[Extracted data entries]
# # #

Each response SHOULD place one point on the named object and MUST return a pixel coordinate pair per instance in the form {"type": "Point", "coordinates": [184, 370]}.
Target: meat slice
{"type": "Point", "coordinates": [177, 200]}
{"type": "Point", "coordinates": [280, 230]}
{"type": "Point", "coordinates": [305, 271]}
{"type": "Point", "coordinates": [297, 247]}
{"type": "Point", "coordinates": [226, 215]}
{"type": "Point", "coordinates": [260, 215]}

# # #

- _WORK ITEM_:
Exactly as shown above, return every record.

- _OUTPUT_:
Each response SHOULD place one point on the named object and MUST return a pixel coordinate pair per instance in the form {"type": "Point", "coordinates": [184, 370]}.
Target: meat slice
{"type": "Point", "coordinates": [177, 200]}
{"type": "Point", "coordinates": [280, 230]}
{"type": "Point", "coordinates": [305, 271]}
{"type": "Point", "coordinates": [297, 247]}
{"type": "Point", "coordinates": [226, 215]}
{"type": "Point", "coordinates": [260, 215]}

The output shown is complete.